## [OBJECTIVE]
Copy out every line of the items below, requests included, but multiply each coordinate in the answers by 1.65 and round to the nearest whole number, with halves rounding up. Leave the pictures out.

□ □ □ □ □ □ □

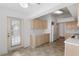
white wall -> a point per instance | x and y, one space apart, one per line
68 19
50 18
3 28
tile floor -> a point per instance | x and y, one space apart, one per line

□ □ □ □ □ □ □

## [REPLY TO THE TASK]
white wall -> a point per instance | x and y, one space apart, one per line
112 31
83 30
5 46
tile floor -> a point per instance | x and y, one space apart, one per line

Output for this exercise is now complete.